> _Assignment_:
Copy every record word for word. The images stay behind.

> _Records for processing_:
*****

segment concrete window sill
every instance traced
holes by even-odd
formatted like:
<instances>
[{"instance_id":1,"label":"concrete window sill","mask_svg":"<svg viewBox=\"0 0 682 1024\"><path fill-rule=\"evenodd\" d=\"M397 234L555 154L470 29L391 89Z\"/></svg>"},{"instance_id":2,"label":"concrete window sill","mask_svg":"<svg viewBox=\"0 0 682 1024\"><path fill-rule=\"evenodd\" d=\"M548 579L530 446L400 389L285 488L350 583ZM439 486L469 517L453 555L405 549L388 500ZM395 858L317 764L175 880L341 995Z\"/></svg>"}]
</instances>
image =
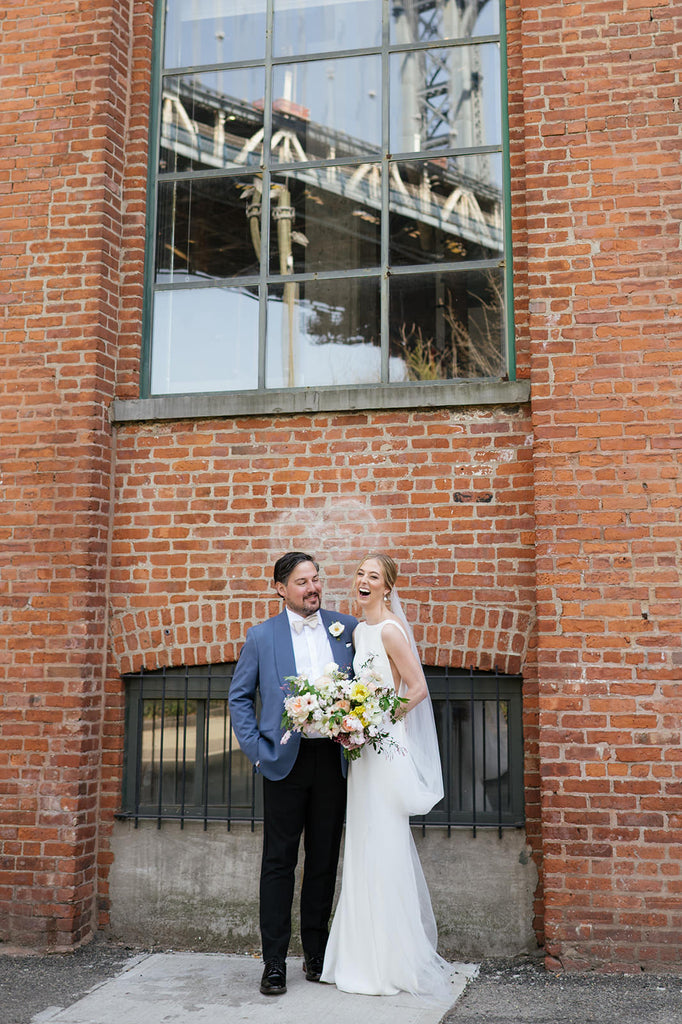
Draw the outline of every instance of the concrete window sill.
<instances>
[{"instance_id":1,"label":"concrete window sill","mask_svg":"<svg viewBox=\"0 0 682 1024\"><path fill-rule=\"evenodd\" d=\"M353 388L299 388L291 391L241 391L234 394L116 399L111 404L110 419L112 423L135 423L144 420L521 405L528 401L530 382L527 380L416 382Z\"/></svg>"}]
</instances>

*****

> _Exercise answer_:
segment concrete window sill
every instance traced
holes by even-odd
formatted like:
<instances>
[{"instance_id":1,"label":"concrete window sill","mask_svg":"<svg viewBox=\"0 0 682 1024\"><path fill-rule=\"evenodd\" d=\"M397 234L555 154L470 29L391 89Z\"/></svg>"},{"instance_id":2,"label":"concrete window sill","mask_svg":"<svg viewBox=\"0 0 682 1024\"><path fill-rule=\"evenodd\" d=\"M548 579L530 446L400 389L285 488L350 583ZM439 486L469 517L453 555L405 549L388 500ZM395 858L317 764L175 880L341 995Z\"/></svg>"}]
</instances>
image =
Draw the outline of every instance of the concrete window sill.
<instances>
[{"instance_id":1,"label":"concrete window sill","mask_svg":"<svg viewBox=\"0 0 682 1024\"><path fill-rule=\"evenodd\" d=\"M353 388L299 388L291 391L241 391L234 394L116 399L111 404L110 419L112 423L135 423L144 420L521 405L528 401L530 382L527 380L416 382Z\"/></svg>"}]
</instances>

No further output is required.